EXERCISE AIM: Which lines run from the one containing "Pick out the tree." to the end of the entries? Quote them exactly, and nothing else.

DATA TO USE:
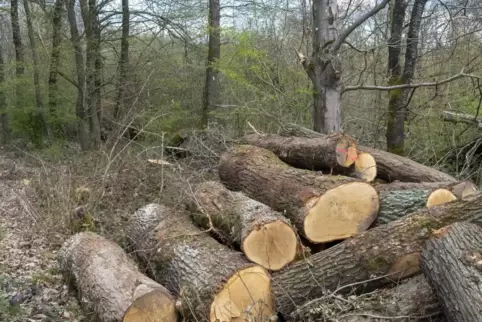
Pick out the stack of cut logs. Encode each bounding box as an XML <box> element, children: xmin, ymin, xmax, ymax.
<box><xmin>58</xmin><ymin>124</ymin><xmax>482</xmax><ymax>322</ymax></box>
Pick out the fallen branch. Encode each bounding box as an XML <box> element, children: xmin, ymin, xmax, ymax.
<box><xmin>442</xmin><ymin>111</ymin><xmax>482</xmax><ymax>130</ymax></box>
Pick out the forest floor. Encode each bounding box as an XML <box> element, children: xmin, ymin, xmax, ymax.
<box><xmin>0</xmin><ymin>149</ymin><xmax>84</xmax><ymax>322</ymax></box>
<box><xmin>0</xmin><ymin>133</ymin><xmax>223</xmax><ymax>321</ymax></box>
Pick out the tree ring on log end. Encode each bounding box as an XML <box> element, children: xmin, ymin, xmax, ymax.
<box><xmin>335</xmin><ymin>137</ymin><xmax>357</xmax><ymax>167</ymax></box>
<box><xmin>303</xmin><ymin>182</ymin><xmax>379</xmax><ymax>243</ymax></box>
<box><xmin>426</xmin><ymin>188</ymin><xmax>457</xmax><ymax>208</ymax></box>
<box><xmin>210</xmin><ymin>265</ymin><xmax>274</xmax><ymax>322</ymax></box>
<box><xmin>242</xmin><ymin>220</ymin><xmax>297</xmax><ymax>271</ymax></box>
<box><xmin>123</xmin><ymin>289</ymin><xmax>178</xmax><ymax>322</ymax></box>
<box><xmin>354</xmin><ymin>152</ymin><xmax>377</xmax><ymax>182</ymax></box>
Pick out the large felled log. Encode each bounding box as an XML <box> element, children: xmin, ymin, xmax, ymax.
<box><xmin>240</xmin><ymin>133</ymin><xmax>377</xmax><ymax>182</ymax></box>
<box><xmin>270</xmin><ymin>191</ymin><xmax>482</xmax><ymax>318</ymax></box>
<box><xmin>291</xmin><ymin>274</ymin><xmax>442</xmax><ymax>322</ymax></box>
<box><xmin>126</xmin><ymin>203</ymin><xmax>275</xmax><ymax>322</ymax></box>
<box><xmin>187</xmin><ymin>180</ymin><xmax>298</xmax><ymax>271</ymax></box>
<box><xmin>375</xmin><ymin>180</ymin><xmax>477</xmax><ymax>224</ymax></box>
<box><xmin>218</xmin><ymin>145</ymin><xmax>379</xmax><ymax>243</ymax></box>
<box><xmin>278</xmin><ymin>123</ymin><xmax>457</xmax><ymax>183</ymax></box>
<box><xmin>421</xmin><ymin>222</ymin><xmax>482</xmax><ymax>322</ymax></box>
<box><xmin>57</xmin><ymin>231</ymin><xmax>177</xmax><ymax>322</ymax></box>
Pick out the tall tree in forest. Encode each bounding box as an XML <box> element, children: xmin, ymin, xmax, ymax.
<box><xmin>298</xmin><ymin>0</ymin><xmax>390</xmax><ymax>133</ymax></box>
<box><xmin>66</xmin><ymin>0</ymin><xmax>89</xmax><ymax>150</ymax></box>
<box><xmin>48</xmin><ymin>0</ymin><xmax>63</xmax><ymax>133</ymax></box>
<box><xmin>0</xmin><ymin>42</ymin><xmax>8</xmax><ymax>144</ymax></box>
<box><xmin>114</xmin><ymin>0</ymin><xmax>130</xmax><ymax>121</ymax></box>
<box><xmin>385</xmin><ymin>0</ymin><xmax>428</xmax><ymax>155</ymax></box>
<box><xmin>24</xmin><ymin>0</ymin><xmax>50</xmax><ymax>141</ymax></box>
<box><xmin>10</xmin><ymin>0</ymin><xmax>25</xmax><ymax>106</ymax></box>
<box><xmin>200</xmin><ymin>0</ymin><xmax>221</xmax><ymax>129</ymax></box>
<box><xmin>80</xmin><ymin>0</ymin><xmax>101</xmax><ymax>148</ymax></box>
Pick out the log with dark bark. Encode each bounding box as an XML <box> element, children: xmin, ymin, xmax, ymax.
<box><xmin>57</xmin><ymin>231</ymin><xmax>178</xmax><ymax>322</ymax></box>
<box><xmin>187</xmin><ymin>180</ymin><xmax>298</xmax><ymax>271</ymax></box>
<box><xmin>374</xmin><ymin>180</ymin><xmax>477</xmax><ymax>225</ymax></box>
<box><xmin>240</xmin><ymin>133</ymin><xmax>378</xmax><ymax>182</ymax></box>
<box><xmin>278</xmin><ymin>123</ymin><xmax>457</xmax><ymax>183</ymax></box>
<box><xmin>126</xmin><ymin>203</ymin><xmax>275</xmax><ymax>322</ymax></box>
<box><xmin>291</xmin><ymin>275</ymin><xmax>442</xmax><ymax>322</ymax></box>
<box><xmin>270</xmin><ymin>191</ymin><xmax>482</xmax><ymax>318</ymax></box>
<box><xmin>218</xmin><ymin>145</ymin><xmax>379</xmax><ymax>243</ymax></box>
<box><xmin>421</xmin><ymin>222</ymin><xmax>482</xmax><ymax>322</ymax></box>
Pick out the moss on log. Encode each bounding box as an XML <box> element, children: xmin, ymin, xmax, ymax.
<box><xmin>57</xmin><ymin>231</ymin><xmax>178</xmax><ymax>322</ymax></box>
<box><xmin>218</xmin><ymin>145</ymin><xmax>379</xmax><ymax>243</ymax></box>
<box><xmin>421</xmin><ymin>222</ymin><xmax>482</xmax><ymax>322</ymax></box>
<box><xmin>374</xmin><ymin>181</ymin><xmax>477</xmax><ymax>225</ymax></box>
<box><xmin>126</xmin><ymin>203</ymin><xmax>275</xmax><ymax>322</ymax></box>
<box><xmin>188</xmin><ymin>180</ymin><xmax>298</xmax><ymax>271</ymax></box>
<box><xmin>270</xmin><ymin>191</ymin><xmax>482</xmax><ymax>318</ymax></box>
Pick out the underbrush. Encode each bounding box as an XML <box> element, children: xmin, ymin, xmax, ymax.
<box><xmin>16</xmin><ymin>127</ymin><xmax>230</xmax><ymax>248</ymax></box>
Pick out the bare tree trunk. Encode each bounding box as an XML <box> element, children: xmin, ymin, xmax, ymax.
<box><xmin>200</xmin><ymin>0</ymin><xmax>221</xmax><ymax>129</ymax></box>
<box><xmin>24</xmin><ymin>0</ymin><xmax>50</xmax><ymax>142</ymax></box>
<box><xmin>385</xmin><ymin>0</ymin><xmax>428</xmax><ymax>155</ymax></box>
<box><xmin>300</xmin><ymin>0</ymin><xmax>390</xmax><ymax>133</ymax></box>
<box><xmin>48</xmin><ymin>0</ymin><xmax>63</xmax><ymax>134</ymax></box>
<box><xmin>66</xmin><ymin>0</ymin><xmax>90</xmax><ymax>150</ymax></box>
<box><xmin>80</xmin><ymin>0</ymin><xmax>101</xmax><ymax>148</ymax></box>
<box><xmin>114</xmin><ymin>0</ymin><xmax>130</xmax><ymax>121</ymax></box>
<box><xmin>11</xmin><ymin>0</ymin><xmax>24</xmax><ymax>79</ymax></box>
<box><xmin>0</xmin><ymin>42</ymin><xmax>8</xmax><ymax>144</ymax></box>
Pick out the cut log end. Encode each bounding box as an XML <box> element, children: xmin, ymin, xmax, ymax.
<box><xmin>353</xmin><ymin>152</ymin><xmax>377</xmax><ymax>182</ymax></box>
<box><xmin>336</xmin><ymin>137</ymin><xmax>357</xmax><ymax>167</ymax></box>
<box><xmin>210</xmin><ymin>265</ymin><xmax>274</xmax><ymax>322</ymax></box>
<box><xmin>426</xmin><ymin>188</ymin><xmax>457</xmax><ymax>208</ymax></box>
<box><xmin>123</xmin><ymin>290</ymin><xmax>178</xmax><ymax>322</ymax></box>
<box><xmin>242</xmin><ymin>220</ymin><xmax>298</xmax><ymax>271</ymax></box>
<box><xmin>451</xmin><ymin>181</ymin><xmax>477</xmax><ymax>199</ymax></box>
<box><xmin>303</xmin><ymin>182</ymin><xmax>379</xmax><ymax>243</ymax></box>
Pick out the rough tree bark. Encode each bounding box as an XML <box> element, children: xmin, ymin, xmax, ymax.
<box><xmin>80</xmin><ymin>0</ymin><xmax>101</xmax><ymax>148</ymax></box>
<box><xmin>386</xmin><ymin>0</ymin><xmax>429</xmax><ymax>155</ymax></box>
<box><xmin>291</xmin><ymin>275</ymin><xmax>442</xmax><ymax>322</ymax></box>
<box><xmin>270</xmin><ymin>191</ymin><xmax>482</xmax><ymax>318</ymax></box>
<box><xmin>58</xmin><ymin>231</ymin><xmax>178</xmax><ymax>322</ymax></box>
<box><xmin>278</xmin><ymin>123</ymin><xmax>457</xmax><ymax>182</ymax></box>
<box><xmin>200</xmin><ymin>0</ymin><xmax>221</xmax><ymax>129</ymax></box>
<box><xmin>188</xmin><ymin>180</ymin><xmax>298</xmax><ymax>271</ymax></box>
<box><xmin>48</xmin><ymin>0</ymin><xmax>63</xmax><ymax>132</ymax></box>
<box><xmin>421</xmin><ymin>222</ymin><xmax>482</xmax><ymax>322</ymax></box>
<box><xmin>240</xmin><ymin>133</ymin><xmax>378</xmax><ymax>181</ymax></box>
<box><xmin>300</xmin><ymin>0</ymin><xmax>390</xmax><ymax>133</ymax></box>
<box><xmin>24</xmin><ymin>0</ymin><xmax>50</xmax><ymax>141</ymax></box>
<box><xmin>374</xmin><ymin>181</ymin><xmax>477</xmax><ymax>225</ymax></box>
<box><xmin>0</xmin><ymin>42</ymin><xmax>9</xmax><ymax>144</ymax></box>
<box><xmin>218</xmin><ymin>145</ymin><xmax>379</xmax><ymax>243</ymax></box>
<box><xmin>114</xmin><ymin>0</ymin><xmax>130</xmax><ymax>121</ymax></box>
<box><xmin>126</xmin><ymin>203</ymin><xmax>275</xmax><ymax>322</ymax></box>
<box><xmin>66</xmin><ymin>0</ymin><xmax>90</xmax><ymax>150</ymax></box>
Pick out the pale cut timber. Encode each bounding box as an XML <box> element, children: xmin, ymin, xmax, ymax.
<box><xmin>270</xmin><ymin>191</ymin><xmax>482</xmax><ymax>318</ymax></box>
<box><xmin>291</xmin><ymin>274</ymin><xmax>443</xmax><ymax>322</ymax></box>
<box><xmin>278</xmin><ymin>123</ymin><xmax>457</xmax><ymax>183</ymax></box>
<box><xmin>373</xmin><ymin>181</ymin><xmax>477</xmax><ymax>225</ymax></box>
<box><xmin>353</xmin><ymin>152</ymin><xmax>377</xmax><ymax>182</ymax></box>
<box><xmin>126</xmin><ymin>203</ymin><xmax>274</xmax><ymax>322</ymax></box>
<box><xmin>188</xmin><ymin>180</ymin><xmax>298</xmax><ymax>271</ymax></box>
<box><xmin>218</xmin><ymin>145</ymin><xmax>379</xmax><ymax>243</ymax></box>
<box><xmin>426</xmin><ymin>188</ymin><xmax>457</xmax><ymax>208</ymax></box>
<box><xmin>57</xmin><ymin>231</ymin><xmax>178</xmax><ymax>322</ymax></box>
<box><xmin>421</xmin><ymin>222</ymin><xmax>482</xmax><ymax>322</ymax></box>
<box><xmin>239</xmin><ymin>133</ymin><xmax>358</xmax><ymax>172</ymax></box>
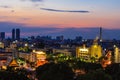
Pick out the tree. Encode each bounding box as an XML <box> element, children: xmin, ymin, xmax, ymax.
<box><xmin>0</xmin><ymin>69</ymin><xmax>30</xmax><ymax>80</ymax></box>
<box><xmin>76</xmin><ymin>69</ymin><xmax>112</xmax><ymax>80</ymax></box>
<box><xmin>36</xmin><ymin>62</ymin><xmax>74</xmax><ymax>80</ymax></box>
<box><xmin>105</xmin><ymin>63</ymin><xmax>120</xmax><ymax>80</ymax></box>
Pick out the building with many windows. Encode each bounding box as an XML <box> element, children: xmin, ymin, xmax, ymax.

ANSWER TO THE EXERCISE:
Pick out the tree. Encode each bounding box as an XML <box> element, children: xmin, ymin, xmax, ymax.
<box><xmin>0</xmin><ymin>69</ymin><xmax>30</xmax><ymax>80</ymax></box>
<box><xmin>76</xmin><ymin>69</ymin><xmax>112</xmax><ymax>80</ymax></box>
<box><xmin>36</xmin><ymin>62</ymin><xmax>74</xmax><ymax>80</ymax></box>
<box><xmin>105</xmin><ymin>63</ymin><xmax>120</xmax><ymax>80</ymax></box>
Pick out the building with many windows. Encode each bounding box as an XML <box> element, children: xmin, ymin, xmax, ymax.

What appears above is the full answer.